== Passage for review

# On recovering matrices Most of my research is focused on predicting matrix-valued data ('pairwise learning'). This works by either having features of the rows and columns or by exploiting some kind of structure in the matrix. One particularly appealing type of structure is that a matrix $$X$$ is low rank, i.e.

$X \approx UV^\intercal\,,$

where both $$U$$ and $$V$$ are 'long': they have many rows but few columns. Many large matrices can be modelled as such, since it is assumed that there are only a couple of hidden variables that explain the data. This principle is widely used in unsupervised learning (factorization methods such as PCA and the like) and can be exploited to, for example, find the topmost relevant items efficiently.

One way to find low-rank matrices is by adding the nuclear norm as a matrix regularizer. This could recover a low-rank matrix. Only very recently it finally clicked in my mind how this works. This post is a small technical note on how to use empirical risk minimization to recover matrices, with an emphasis low-rank and positive semi-definite ones. As an illustration, I will show that with some straightforward code, we can obtain a better estimate of a correlation matrix. The Jupyter notebook of this post can be found on my Github.

## Recovering matrices

Suppose we have matrix $$Y$$ of observations, for example user-item ratings, interaction values between drugs and protein targets, or the adjacency matrix of a food web. If we expect that the values of $$Y$$ are corrupted or if $$Y$$ is incomplete, we need to re-estimate $$Y$$ by a hopefully better matrix $$X$$. In machine learning, such problems are approached by solving an empirical risk minimization problem (ERMP):

$\min_X l(Y, X) +\lambda \cdot h(X)\,.$

This optimization problem has typically three parts:

• a loss function $$l(\cdot, \cdot)$$ which quantifies how well the matrix $$X$$ approximates our observed matrix $$Y$$;

• a regularization function $$h(\cdot)$$, which we can use to impose some structure on the matrix $$X$$;

• a regularization parameter $$\lambda$$, a dial to adjust the relative trade-off between the two terms above.

====

Task A: In the post on recovering matrices, what can be added as a matrix regularizer to find low-rank matrices?
Task B: List every example of a matrix of observations that the post on recovering matrices gives.
Task C: Copy out the stretch of the post on recovering matrices from "## Recovering matrices" through "two terms above.".
The data are not needed for this work.

== Supplied records

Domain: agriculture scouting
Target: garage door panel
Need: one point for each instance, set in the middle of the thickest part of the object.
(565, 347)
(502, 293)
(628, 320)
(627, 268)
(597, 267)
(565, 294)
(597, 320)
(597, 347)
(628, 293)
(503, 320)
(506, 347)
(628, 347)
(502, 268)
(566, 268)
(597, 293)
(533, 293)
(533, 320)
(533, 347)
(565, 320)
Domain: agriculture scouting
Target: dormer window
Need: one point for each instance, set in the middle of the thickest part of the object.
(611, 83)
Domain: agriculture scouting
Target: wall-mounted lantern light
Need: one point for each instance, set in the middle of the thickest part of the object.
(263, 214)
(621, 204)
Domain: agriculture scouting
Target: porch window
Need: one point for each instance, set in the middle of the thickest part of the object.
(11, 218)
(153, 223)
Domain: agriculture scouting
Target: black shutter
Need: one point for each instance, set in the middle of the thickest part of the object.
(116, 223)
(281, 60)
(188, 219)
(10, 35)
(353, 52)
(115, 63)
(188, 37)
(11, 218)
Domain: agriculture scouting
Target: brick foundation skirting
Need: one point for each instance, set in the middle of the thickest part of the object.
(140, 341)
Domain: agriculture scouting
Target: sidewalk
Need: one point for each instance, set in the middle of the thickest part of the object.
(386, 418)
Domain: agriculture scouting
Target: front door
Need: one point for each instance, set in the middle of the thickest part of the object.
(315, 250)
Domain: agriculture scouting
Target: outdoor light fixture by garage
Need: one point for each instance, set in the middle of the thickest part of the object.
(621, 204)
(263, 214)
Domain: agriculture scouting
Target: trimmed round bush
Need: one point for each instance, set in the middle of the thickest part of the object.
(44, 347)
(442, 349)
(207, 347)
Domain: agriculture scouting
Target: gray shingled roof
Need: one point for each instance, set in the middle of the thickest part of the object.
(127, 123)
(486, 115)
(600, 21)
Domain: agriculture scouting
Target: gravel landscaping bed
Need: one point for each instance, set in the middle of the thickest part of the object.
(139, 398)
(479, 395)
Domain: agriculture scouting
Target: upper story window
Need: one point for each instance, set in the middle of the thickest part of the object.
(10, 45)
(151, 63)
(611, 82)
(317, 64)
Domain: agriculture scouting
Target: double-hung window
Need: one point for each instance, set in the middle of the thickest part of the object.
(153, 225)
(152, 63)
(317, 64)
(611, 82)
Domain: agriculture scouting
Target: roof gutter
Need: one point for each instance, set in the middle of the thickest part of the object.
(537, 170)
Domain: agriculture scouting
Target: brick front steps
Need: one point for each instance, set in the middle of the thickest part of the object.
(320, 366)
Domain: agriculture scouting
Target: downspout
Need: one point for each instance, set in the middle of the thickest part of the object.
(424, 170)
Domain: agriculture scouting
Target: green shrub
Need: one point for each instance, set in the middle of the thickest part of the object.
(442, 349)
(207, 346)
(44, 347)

====
== Supplied records

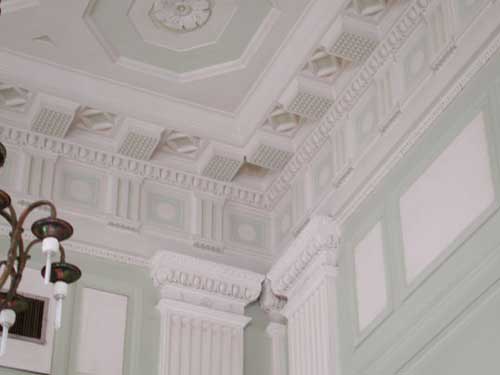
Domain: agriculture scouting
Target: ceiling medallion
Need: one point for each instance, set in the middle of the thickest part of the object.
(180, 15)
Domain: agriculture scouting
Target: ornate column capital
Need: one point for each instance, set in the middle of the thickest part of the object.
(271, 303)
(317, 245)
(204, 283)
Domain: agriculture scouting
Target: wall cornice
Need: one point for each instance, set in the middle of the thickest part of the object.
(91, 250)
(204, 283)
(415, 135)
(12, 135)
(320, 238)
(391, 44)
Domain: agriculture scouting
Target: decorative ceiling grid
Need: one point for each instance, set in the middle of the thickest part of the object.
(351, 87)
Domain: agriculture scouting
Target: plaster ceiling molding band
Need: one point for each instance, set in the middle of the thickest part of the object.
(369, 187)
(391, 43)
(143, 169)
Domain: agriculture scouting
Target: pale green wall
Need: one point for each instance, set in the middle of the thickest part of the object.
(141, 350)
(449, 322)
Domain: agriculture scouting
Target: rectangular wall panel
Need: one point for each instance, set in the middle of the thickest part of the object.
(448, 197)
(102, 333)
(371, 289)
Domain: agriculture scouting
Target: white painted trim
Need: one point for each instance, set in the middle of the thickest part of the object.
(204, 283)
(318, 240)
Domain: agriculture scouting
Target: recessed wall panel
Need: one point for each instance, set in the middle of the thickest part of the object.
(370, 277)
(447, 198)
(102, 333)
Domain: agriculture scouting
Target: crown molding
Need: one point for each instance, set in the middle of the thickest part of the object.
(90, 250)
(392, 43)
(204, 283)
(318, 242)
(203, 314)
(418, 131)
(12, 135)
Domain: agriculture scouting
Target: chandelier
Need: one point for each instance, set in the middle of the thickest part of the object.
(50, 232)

====
== Supplied records

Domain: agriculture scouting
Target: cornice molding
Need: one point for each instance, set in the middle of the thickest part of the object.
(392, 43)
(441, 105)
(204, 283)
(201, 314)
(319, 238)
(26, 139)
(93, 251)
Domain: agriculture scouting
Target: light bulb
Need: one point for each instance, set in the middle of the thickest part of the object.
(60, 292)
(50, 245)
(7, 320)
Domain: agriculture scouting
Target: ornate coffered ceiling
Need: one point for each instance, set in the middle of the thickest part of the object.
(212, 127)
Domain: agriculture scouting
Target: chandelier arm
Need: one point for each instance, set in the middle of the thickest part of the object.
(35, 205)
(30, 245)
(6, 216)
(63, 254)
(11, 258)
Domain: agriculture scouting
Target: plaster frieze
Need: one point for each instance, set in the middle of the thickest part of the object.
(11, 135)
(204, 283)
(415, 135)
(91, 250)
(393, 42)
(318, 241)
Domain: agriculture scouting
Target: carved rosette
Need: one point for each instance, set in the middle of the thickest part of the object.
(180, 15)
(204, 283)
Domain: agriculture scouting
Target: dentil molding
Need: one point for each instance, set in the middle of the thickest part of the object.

====

Answer space A: The nuclear norm.

Answer space B:
- User-item ratings
- Interaction values between drugs and protein targets
- The adjacency matrix of a food web

Answer space C:
## Recovering matrices

Suppose we have matrix $$Y$$ of observations, for example user-item ratings, interaction values between drugs and protein targets, or the adjacency matrix of a food web. If we expect that the values of $$Y$$ are corrupted or if $$Y$$ is incomplete, we need to re-estimate $$Y$$ by a hopefully better matrix $$X$$. In machine learning, such problems are approached by solving an empirical risk minimization problem (ERMP):

$\min_X l(Y, X) +\lambda \cdot h(X)\,.$

This optimization problem has typically three parts:

• a loss function $$l(\cdot, \cdot)$$ which quantifies how well the matrix $$X$$ approximates our observed matrix $$Y$$;

• a regularization function $$h(\cdot)$$, which we can use to impose some structure on the matrix $$X$$;

• a regularization parameter $$\lambda$$, a dial to adjust the relative trade-off between the two terms above.